GIVEN EXERCISE: Every line from the one with "of the brown" through the end of the records below should be restated word for word, and nothing outside that span.

SUPPLIED RECORDS:
╔══

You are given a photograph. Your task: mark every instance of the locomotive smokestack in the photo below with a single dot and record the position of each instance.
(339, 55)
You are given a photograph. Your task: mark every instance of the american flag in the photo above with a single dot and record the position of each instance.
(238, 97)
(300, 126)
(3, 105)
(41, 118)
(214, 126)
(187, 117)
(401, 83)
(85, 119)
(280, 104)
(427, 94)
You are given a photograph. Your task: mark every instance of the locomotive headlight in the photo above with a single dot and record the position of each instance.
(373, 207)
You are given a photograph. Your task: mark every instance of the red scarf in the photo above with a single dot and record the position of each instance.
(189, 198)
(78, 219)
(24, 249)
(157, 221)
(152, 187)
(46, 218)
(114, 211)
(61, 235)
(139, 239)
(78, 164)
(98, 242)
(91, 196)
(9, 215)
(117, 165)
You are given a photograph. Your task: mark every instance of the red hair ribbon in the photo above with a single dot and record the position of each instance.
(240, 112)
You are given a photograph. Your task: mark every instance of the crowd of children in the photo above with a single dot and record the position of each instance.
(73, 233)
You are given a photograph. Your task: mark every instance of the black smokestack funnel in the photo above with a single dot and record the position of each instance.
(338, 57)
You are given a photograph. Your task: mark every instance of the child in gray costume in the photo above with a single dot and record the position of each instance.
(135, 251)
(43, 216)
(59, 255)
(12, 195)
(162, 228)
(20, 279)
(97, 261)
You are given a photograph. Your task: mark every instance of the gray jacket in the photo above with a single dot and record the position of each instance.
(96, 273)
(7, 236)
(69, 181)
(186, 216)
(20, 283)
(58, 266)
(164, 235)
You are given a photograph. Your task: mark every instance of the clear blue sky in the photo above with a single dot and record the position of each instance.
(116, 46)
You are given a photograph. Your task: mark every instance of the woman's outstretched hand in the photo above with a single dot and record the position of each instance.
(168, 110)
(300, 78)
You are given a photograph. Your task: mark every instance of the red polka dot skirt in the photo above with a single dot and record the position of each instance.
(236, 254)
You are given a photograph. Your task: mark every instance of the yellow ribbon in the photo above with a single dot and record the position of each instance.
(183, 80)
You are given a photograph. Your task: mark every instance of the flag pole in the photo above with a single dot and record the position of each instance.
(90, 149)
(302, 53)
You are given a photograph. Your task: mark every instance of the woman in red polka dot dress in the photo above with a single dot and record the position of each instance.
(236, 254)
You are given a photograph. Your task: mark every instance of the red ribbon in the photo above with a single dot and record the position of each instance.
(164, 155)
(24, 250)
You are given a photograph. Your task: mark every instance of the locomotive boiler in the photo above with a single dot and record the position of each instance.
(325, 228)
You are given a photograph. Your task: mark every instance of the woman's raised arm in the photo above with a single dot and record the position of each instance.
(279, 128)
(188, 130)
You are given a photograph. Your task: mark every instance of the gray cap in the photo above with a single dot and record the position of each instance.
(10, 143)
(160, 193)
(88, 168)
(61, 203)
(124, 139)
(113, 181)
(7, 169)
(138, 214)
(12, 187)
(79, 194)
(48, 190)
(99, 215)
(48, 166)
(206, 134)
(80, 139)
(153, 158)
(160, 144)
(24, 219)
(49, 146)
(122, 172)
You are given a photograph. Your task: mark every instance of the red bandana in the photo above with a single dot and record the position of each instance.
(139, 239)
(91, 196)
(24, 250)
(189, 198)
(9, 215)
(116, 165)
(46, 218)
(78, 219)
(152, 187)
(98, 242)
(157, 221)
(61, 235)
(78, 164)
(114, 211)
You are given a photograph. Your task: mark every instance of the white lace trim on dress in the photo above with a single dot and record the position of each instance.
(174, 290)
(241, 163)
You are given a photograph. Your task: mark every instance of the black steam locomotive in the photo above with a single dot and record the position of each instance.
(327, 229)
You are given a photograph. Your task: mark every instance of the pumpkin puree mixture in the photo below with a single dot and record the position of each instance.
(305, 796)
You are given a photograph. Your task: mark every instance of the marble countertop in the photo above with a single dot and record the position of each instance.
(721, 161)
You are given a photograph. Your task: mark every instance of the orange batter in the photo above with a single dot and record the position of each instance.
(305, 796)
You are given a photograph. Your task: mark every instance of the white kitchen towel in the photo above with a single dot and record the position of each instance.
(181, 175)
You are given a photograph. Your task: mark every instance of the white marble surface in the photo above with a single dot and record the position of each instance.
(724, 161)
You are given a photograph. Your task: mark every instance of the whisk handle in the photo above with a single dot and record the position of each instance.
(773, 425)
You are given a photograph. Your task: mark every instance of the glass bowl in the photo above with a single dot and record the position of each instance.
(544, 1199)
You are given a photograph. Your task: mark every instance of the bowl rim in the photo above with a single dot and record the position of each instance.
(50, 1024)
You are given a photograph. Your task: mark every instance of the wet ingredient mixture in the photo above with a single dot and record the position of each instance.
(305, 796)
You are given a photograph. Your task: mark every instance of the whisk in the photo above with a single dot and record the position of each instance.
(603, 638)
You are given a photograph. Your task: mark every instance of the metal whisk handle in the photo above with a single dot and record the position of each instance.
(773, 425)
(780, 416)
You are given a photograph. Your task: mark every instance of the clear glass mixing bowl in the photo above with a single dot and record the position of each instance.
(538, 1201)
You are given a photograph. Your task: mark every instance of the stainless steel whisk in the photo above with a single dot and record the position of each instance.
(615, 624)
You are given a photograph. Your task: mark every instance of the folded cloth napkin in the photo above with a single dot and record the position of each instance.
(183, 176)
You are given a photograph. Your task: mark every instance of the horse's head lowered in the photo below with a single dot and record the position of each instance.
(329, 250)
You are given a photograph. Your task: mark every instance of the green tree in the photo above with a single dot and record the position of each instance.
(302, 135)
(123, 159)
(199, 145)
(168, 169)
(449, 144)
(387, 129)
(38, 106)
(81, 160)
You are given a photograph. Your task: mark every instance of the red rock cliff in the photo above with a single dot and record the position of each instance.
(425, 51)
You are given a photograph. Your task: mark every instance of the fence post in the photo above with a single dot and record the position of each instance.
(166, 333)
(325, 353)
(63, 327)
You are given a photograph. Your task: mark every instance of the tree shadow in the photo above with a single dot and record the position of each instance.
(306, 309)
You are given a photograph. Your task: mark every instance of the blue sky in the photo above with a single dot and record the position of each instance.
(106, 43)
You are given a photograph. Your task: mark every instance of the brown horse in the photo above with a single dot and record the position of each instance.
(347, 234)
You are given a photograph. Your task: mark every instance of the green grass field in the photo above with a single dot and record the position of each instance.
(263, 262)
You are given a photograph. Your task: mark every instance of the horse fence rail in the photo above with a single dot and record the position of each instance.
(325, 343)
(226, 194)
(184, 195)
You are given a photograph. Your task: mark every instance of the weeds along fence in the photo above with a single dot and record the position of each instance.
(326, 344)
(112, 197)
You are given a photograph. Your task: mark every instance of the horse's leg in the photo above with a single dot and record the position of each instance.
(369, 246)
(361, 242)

╚══

EXPECTED OUTPUT:
You are given a photograph. Your task: mark every instance of the brown horse in the photo above with a single dot and record the position of each instance.
(347, 234)
You are given a photograph. Your task: mark every instance of the green grass field in the photo above with a single dot and record the position of each instance.
(263, 262)
You are given a photograph. Your task: mark every instance of the horse fence rail in the photo above with a single dot and record the position of each instance.
(325, 343)
(226, 194)
(184, 195)
You are given a photograph. Your task: mark every instance of the weeds along fence in the photo above with a single dot and record the position of each instance.
(326, 344)
(112, 197)
You are given a photograph. Your task: mark every instance of the horse's leg in the photo above with a single dot and record the position of each instance.
(369, 246)
(361, 242)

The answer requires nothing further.